Robert Sheehan on new film Jet Trash

Feature by Rachel Bowles | 05 Dec 2016

Misfits and Mortal Instruments actor Robert Sheehan talks to The Skinny about starring and producing suspenseful indie thriller Jet Trash

It would be a shame to reduce Jet Trash into any of the genre boxes it ticks, but here goes. It's a sun-drenched Christmas film, opening on an idyllic, postcard perfect Goa, with Robert Sheehan's Lee submerged in crystalline waters, coming up for air to the golden tones of Bing Crosby crooning Mele Kalikimaka (Hawaiian Christmas Song), his warm baritone reminding us of Golden-age Hollywood escapism. Jet Trash, however, is closer to a Hitchcockian nightmare.

You could also call it a film noir with a neon palette, complete with Vix, a boldly feminist iteration of a femme fatale, played by Sofia Boutella (Director Charlie Belleville insisted on having a female director of photography and production designer to add a female perspective to the male gaze). There are shades of those multi-stranded cockney crime comedies from the 90s, but without the ‘lads’ culture or veneration and romanticising of gangsters. Jet Trash also functions as a critique of Lee's (and Hollywood's) dream of India as an Orientalist fantasy playground, an escape for disenfranchised Western youths.

It's a veritable, psychedelic onion of a film, and the Misfits actor has done well starring in and shaping Jet Trash, working as a producer for the first time in his short career. 

Far from Goa's pristine beaches on a dark and humid summer's day in Scotland, The Skinny meets Sheehan in, appropriately enough, an Indian restaurant just down the road from where Jet Trash will receive its world premiere at the Edinburgh International Film Festival in a few hours time. While others in the cast and crew nervously await the result of years of hard work, Sheehan remains quietly confident: "We showed it to loads of people, and [those] between the ages of 15-24 really loved the film," he tells us. "So that's given us a great spur on." 

He is aware, however, that there are no guarantees in the movie game. "You just never know," he says. "I've thought things I've done [in the past] are really good, or I've been assured by the director three months after we've finished and he's edited it and he's said, 'It's great! All the way through. There's not one bad moment.' Then you watch it and gasp." As a producer, he has no such surprises coming with Jet Trash? "I mean, I've seen this movie loads of times in various incarnations. I know this is the best version of our film."

→ BRIEF A: Reproduce the whole Jet Trash article word for word.
The Jet Trash article and the records have no connection to each other.

→ EXCERPTED DATA:

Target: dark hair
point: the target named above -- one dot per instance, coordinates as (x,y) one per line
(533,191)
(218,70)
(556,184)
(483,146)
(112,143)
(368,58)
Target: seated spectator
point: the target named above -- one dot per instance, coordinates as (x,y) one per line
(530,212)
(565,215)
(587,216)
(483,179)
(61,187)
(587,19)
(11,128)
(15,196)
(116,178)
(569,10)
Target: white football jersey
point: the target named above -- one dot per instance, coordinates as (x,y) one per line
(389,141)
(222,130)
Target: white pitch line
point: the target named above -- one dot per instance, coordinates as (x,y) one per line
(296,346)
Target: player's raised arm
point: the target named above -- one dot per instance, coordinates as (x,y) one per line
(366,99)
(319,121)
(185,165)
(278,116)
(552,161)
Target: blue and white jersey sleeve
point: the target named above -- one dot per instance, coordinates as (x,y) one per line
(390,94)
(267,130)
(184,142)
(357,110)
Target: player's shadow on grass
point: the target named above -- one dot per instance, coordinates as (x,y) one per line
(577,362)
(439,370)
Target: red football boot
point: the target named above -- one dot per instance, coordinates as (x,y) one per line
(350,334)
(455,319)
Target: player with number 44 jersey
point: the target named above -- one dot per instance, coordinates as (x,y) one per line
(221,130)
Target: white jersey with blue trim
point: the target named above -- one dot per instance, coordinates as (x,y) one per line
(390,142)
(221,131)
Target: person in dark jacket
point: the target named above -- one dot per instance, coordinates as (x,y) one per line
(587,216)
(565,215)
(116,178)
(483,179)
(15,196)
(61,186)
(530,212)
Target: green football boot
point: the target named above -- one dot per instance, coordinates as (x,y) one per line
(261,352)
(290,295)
---
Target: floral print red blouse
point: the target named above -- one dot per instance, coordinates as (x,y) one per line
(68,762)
--
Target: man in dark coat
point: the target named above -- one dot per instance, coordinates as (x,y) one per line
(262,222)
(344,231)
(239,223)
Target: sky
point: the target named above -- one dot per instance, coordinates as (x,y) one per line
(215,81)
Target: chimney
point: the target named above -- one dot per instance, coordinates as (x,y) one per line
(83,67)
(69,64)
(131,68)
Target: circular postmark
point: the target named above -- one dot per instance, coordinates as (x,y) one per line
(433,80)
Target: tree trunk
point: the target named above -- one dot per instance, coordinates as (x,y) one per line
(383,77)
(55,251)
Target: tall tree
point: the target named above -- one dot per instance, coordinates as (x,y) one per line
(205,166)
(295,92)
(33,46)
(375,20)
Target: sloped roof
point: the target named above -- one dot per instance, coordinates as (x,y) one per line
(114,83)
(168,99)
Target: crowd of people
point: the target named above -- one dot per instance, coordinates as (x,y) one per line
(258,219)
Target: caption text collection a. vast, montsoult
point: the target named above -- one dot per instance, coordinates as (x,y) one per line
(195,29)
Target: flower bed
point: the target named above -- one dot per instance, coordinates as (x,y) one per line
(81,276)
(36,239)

→ BRIEF B: Return every line of the records that contains the word "blue".

→ EXPECTED OUTPUT A:
Robert Sheehan on new film Jet Trash

Feature by Rachel Bowles | 05 Dec 2016

Misfits and Mortal Instruments actor Robert Sheehan talks to The Skinny about starring and producing suspenseful indie thriller Jet Trash

It would be a shame to reduce Jet Trash into any of the genre boxes it ticks, but here goes. It's a sun-drenched Christmas film, opening on an idyllic, postcard perfect Goa, with Robert Sheehan's Lee submerged in crystalline waters, coming up for air to the golden tones of Bing Crosby crooning Mele Kalikimaka (Hawaiian Christmas Song), his warm baritone reminding us of Golden-age Hollywood escapism. Jet Trash, however, is closer to a Hitchcockian nightmare.

You could also call it a film noir with a neon palette, complete with Vix, a boldly feminist iteration of a femme fatale, played by Sofia Boutella (Director Charlie Belleville insisted on having a female director of photography and production designer to add a female perspective to the male gaze). There are shades of those multi-stranded cockney crime comedies from the 90s, but without the ‘lads’ culture or veneration and romanticising of gangsters. Jet Trash also functions as a critique of Lee's (and Hollywood's) dream of India as an Orientalist fantasy playground, an escape for disenfranchised Western youths.

It's a veritable, psychedelic onion of a film, and the Misfits actor has done well starring in and shaping Jet Trash, working as a producer for the first time in his short career. 

Far from Goa's pristine beaches on a dark and humid summer's day in Scotland, The Skinny meets Sheehan in, appropriately enough, an Indian restaurant just down the road from where Jet Trash will receive its world premiere at the Edinburgh International Film Festival in a few hours time. While others in the cast and crew nervously await the result of years of hard work, Sheehan remains quietly confident: "We showed it to loads of people, and [those] between the ages of 15-24 really loved the film," he tells us. "So that's given us a great spur on." 

He is aware, however, that there are no guarantees in the movie game. "You just never know," he says. "I've thought things I've done [in the past] are really good, or I've been assured by the director three months after we've finished and he's edited it and he's said, 'It's great! All the way through. There's not one bad moment.' Then you watch it and gasp." As a producer, he has no such surprises coming with Jet Trash? "I mean, I've seen this movie loads of times in various incarnations. I know this is the best version of our film."

→ EXPECTED OUTPUT B:
Target: blue and white jersey sleeve
Target: white jersey with blue trim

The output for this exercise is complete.